• [Supplied text]:
==========
Spice. The very word conjures up images of exotic trails, bustling winds and turban clad men concocting salubrious brews.
The history of spice is like many things in this world however, not as it seems.
India would seem to many to be the birthplace of spice, being as it is the land of curry and chai. But in fact many of the finest spices as we know today, cinnamon, cassia, cardamon, ginger, pepper and tumeric, came from the Middle East where they had been used and traded since well into antiquity.
For centuries, spices were traded along the silk road, the overland trail from India through Central Asia and the Middle East into Western Europe.
While much of Europe rested in the dark ages, the Greco-Roman world was engaged with Arabic, Persian and African Empires in trade along the incense route and Roman-Indian routes.
Spices were prized goods in the Middle Ages and the quest for spices saw the development of an early model of globalisation. Desired for their culinary, medicinal and cosmetic properties, spices fuelled European colonial empires to create political, military and commercial networks to capitalise on the trade.
The rise of the Ottoman Empire saw Europeans faced with restricted access to overland spice routes and exorbitant tariffs on spices by Venetian merchants. In response, European explorers sought other sea faring options to the East.
The result was Portuguese explorer Vasco da Gama pioneering access to India and far Asia around the Cape of Good Hope.
A flawed attempt to follow suit led to Christopher Columbus’ inadvertent discovery of the Americas in 1492 and in the process, the chilli pepper. The chilli was mistaken for the peppercorn and even to this day the incorrect name ‘chilli pepper’ sticks.
So the European Age of Discovery began and the spice trade changed forever.
The opening up of sea routes to the far East for the spice trade allowed European interests and cultural domination to spread. They no longer needed to deal with Arab, Ethiopian or Turkish intermediaries to access the spice trade and set up exploiting their colonial interests to make their countries rich.
For the British this was India, for the Dutch this was Indonesia, for the Spanish and Portuguese it was South and Central America.
The spice trade also formed today’s most powerful and influential city; New York.
New York was originally New Amsterdam, a Dutch colony. Conflict with the British over Run Island in Indonesia, valued at the time for growing the lucrative spices nutmeg and mace, led to a treaty giving the Dutch sole control of Run Island in exchange for transferring New Amsterdam back to New York.
==========
• [Stored data]:
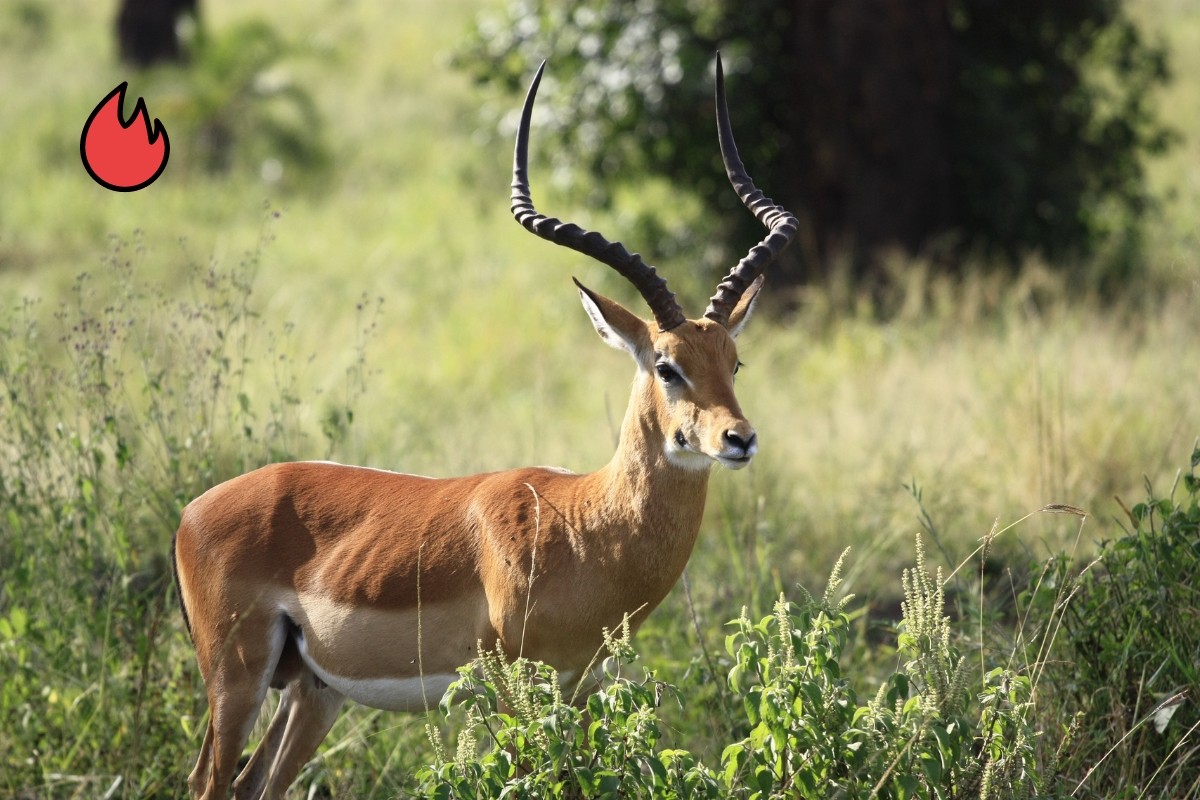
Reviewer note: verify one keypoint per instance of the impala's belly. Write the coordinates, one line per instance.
(394, 660)
(419, 693)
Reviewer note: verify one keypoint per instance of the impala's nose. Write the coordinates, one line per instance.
(743, 444)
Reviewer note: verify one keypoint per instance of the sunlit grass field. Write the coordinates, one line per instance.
(969, 402)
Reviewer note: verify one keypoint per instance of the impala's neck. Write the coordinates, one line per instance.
(657, 504)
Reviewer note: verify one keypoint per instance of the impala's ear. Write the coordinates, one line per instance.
(741, 313)
(618, 328)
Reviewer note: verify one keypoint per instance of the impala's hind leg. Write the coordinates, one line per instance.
(307, 710)
(237, 672)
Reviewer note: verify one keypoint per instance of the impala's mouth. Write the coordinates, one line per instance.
(736, 462)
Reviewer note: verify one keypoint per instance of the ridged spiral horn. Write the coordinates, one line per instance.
(652, 287)
(779, 222)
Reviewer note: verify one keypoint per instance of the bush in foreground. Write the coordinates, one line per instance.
(934, 729)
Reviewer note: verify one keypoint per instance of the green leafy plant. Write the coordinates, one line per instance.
(1132, 653)
(803, 733)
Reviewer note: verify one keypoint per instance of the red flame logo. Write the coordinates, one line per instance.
(119, 155)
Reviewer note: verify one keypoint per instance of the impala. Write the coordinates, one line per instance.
(319, 579)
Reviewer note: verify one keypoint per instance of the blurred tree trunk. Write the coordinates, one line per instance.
(148, 30)
(870, 150)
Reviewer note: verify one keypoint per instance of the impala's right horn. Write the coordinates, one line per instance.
(780, 223)
(652, 287)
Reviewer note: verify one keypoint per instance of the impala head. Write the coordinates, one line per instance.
(684, 388)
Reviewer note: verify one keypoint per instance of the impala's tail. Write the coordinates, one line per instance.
(179, 590)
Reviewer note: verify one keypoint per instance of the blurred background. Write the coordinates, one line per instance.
(991, 305)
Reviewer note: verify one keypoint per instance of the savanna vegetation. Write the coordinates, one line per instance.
(328, 269)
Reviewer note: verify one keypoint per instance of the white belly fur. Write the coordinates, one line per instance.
(420, 693)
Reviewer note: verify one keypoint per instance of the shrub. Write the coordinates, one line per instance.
(804, 733)
(1132, 648)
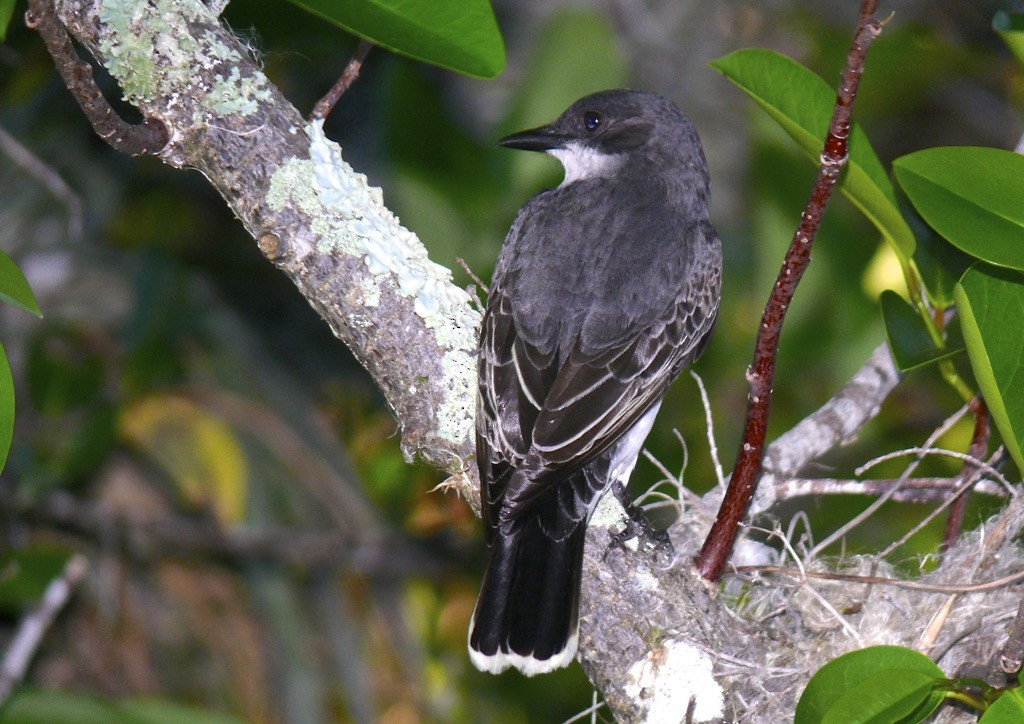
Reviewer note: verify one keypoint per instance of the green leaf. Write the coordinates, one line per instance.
(990, 301)
(13, 287)
(1008, 709)
(1011, 29)
(802, 102)
(841, 675)
(6, 12)
(26, 573)
(461, 35)
(908, 339)
(582, 45)
(972, 196)
(6, 408)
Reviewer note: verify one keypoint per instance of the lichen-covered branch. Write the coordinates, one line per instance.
(653, 633)
(315, 218)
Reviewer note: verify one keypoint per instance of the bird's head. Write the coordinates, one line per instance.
(599, 133)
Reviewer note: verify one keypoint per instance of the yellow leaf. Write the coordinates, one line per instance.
(201, 454)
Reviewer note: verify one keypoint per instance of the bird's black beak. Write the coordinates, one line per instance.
(543, 138)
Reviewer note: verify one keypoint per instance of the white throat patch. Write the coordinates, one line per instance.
(582, 162)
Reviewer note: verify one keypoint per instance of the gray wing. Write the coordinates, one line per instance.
(548, 410)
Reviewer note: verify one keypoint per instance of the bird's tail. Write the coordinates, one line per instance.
(527, 614)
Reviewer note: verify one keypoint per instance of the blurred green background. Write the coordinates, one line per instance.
(178, 378)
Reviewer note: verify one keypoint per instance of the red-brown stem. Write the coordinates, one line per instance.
(326, 104)
(146, 137)
(713, 556)
(977, 450)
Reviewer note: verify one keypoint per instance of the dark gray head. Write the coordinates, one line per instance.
(614, 130)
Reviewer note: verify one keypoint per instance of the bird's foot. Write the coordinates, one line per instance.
(637, 526)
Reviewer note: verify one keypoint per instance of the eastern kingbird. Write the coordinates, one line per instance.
(605, 289)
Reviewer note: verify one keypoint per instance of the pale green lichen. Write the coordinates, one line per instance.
(608, 514)
(669, 677)
(152, 52)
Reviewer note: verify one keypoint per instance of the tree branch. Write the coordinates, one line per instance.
(715, 552)
(653, 635)
(35, 625)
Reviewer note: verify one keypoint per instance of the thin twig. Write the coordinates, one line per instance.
(877, 504)
(47, 176)
(985, 467)
(326, 104)
(913, 585)
(979, 444)
(718, 545)
(476, 280)
(35, 625)
(147, 137)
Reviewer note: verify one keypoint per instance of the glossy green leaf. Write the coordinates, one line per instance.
(990, 301)
(6, 13)
(841, 675)
(6, 408)
(939, 263)
(41, 707)
(1008, 709)
(802, 102)
(972, 196)
(26, 573)
(13, 287)
(1011, 29)
(908, 339)
(893, 695)
(461, 35)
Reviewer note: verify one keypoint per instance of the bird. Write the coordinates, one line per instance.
==========
• [What you will do]:
1) According to the text on the history of spice, which explorer pioneered access to India and far Asia around the Cape of Good Hope?
2) Summarize the text on the history of spice in two sentences.

• [Completed exercise]:
1) The Portuguese explorer Vasco da Gama.

2) Spices were prized for their culinary, medicinal and cosmetic properties and were traded for centuries along overland routes such as the silk road, and the quest for them drove European colonial empires to build political, military and commercial networks. When the rise of the Ottoman Empire restricted access to overland routes and Venetian merchants imposed exorbitant tariffs, Europeans sought sea routes to the East: Vasco da Gama reached India around the Cape of Good Hope, Columbus inadvertently discovered the Americas in 1492, and the European Age of Discovery began.